Chaos, Religion and the New World (Dis)Order.

This is a a Koch snowflake, a simple fractal you can make yourself, if you have an infinite amount of spare time. You start with an equilateral triangle and then replace the middle third of every line segment with an equilateral "bump." Now do this with every new line segment you create, ad infinitum. With every iteration, the perimeter of this shape increases by one third of the previous length. At the end of time your snowflake's perimeter has an infinite length, while its area remains finite. Any similarity between this so-called "monster curve" and some occult symbols may or may not be purely coincidental.

While it is easy to point out the role of uncertainty and the danger of faith in science, it pains one to put into words what seems antithetical to religion: that there is no absolute truth to be had there either.

We should be sensitive to the feelings of the faithful, but never recommend that anyone should actually adhere to someone else's religion. Make one up for yourself maybe, and never take it too seriously, but don't ever buy one of those off the shelf models. Here's one reason why:

One of the aesthetics suggested by chaos theory is the property of fractals to display self similarity at different scales, as demonstrated by zooming in on the mini-Mandelbrots in the Mandelbrot set.

Another is their fractional dimensionality. Unlike Euclidean geometrical shapes fractals have borders of infinite complexity which interpenetrate their surroundings.

Applied to nature, these concepts are much more useful than linear measures for understanding phenomenon like clouds and turbulence. It is easy for casual observer to see the similarity of clouds or ripples of different sizes, or at various distances and magnifications. As well, anyone can see the lack of real borders between the clouds and the air, or between a whirlpool and the water.

* [JOB A]: From the passage on fractals and religion, output the section that begins with the words containing "While it is" and ends with "the Mandelbrot set.", copied character for character.

Dataset excerpts on object pointing
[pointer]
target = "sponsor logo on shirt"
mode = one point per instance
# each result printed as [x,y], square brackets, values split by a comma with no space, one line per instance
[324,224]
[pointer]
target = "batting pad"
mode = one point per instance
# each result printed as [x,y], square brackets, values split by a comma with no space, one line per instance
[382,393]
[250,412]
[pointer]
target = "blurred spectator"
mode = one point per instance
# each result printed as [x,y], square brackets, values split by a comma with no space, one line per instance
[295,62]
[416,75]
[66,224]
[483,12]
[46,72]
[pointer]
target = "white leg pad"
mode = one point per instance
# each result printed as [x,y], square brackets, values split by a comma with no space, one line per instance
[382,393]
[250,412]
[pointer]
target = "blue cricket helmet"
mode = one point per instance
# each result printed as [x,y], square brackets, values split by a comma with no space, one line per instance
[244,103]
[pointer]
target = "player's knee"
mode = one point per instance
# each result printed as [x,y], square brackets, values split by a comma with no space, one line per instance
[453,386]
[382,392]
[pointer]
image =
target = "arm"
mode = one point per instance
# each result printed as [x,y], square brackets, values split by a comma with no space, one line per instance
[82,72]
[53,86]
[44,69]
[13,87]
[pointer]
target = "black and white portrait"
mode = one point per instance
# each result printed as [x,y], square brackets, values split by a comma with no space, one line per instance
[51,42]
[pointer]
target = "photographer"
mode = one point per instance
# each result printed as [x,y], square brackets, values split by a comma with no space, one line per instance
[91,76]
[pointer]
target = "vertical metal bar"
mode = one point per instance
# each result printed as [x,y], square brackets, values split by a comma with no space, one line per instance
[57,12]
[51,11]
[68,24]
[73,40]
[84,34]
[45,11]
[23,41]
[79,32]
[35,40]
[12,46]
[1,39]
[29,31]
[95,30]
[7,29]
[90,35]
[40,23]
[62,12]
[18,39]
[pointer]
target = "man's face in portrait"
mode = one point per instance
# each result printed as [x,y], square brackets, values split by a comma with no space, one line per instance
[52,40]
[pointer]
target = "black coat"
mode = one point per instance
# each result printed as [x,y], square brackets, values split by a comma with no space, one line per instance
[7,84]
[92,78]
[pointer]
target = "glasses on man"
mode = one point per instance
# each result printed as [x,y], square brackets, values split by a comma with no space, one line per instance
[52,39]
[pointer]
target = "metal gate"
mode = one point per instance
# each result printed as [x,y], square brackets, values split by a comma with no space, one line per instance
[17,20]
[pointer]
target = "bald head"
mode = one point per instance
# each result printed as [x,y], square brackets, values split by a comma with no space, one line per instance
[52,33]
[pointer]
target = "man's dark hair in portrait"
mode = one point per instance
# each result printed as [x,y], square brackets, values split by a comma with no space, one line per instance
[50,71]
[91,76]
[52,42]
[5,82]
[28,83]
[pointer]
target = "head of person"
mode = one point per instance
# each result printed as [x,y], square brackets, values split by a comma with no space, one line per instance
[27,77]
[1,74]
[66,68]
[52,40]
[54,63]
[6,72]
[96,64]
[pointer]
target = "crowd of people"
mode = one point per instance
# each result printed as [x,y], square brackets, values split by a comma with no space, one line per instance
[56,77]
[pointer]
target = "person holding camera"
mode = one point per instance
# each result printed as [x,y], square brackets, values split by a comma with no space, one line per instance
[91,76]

* [JOB B]: Extract each line in the records that contains the string "portrait".

* [FULL ANSWER A]:
While it is easy to point out the role of uncertainty and the danger of faith in science, it pains one to put into words what seems antithetical to religion: that there is no absolute truth to be had there either.

We should be sensitive to the feelings of the faithful, but never recommend that anyone should actually adhere to someone else's religion. Make one up for yourself maybe, and never take it too seriously, but don't ever buy one of those off the shelf models. Here's one reason why:

One of the aesthetics suggested by chaos theory is the property of fractals to display self similarity at different scales, as demonstrated by zooming in on the mini-Mandelbrots in the Mandelbrot set.

* [FULL ANSWER B]:
target = "black and white portrait"
target = "man's face in portrait"
target = "man's dark hair in portrait"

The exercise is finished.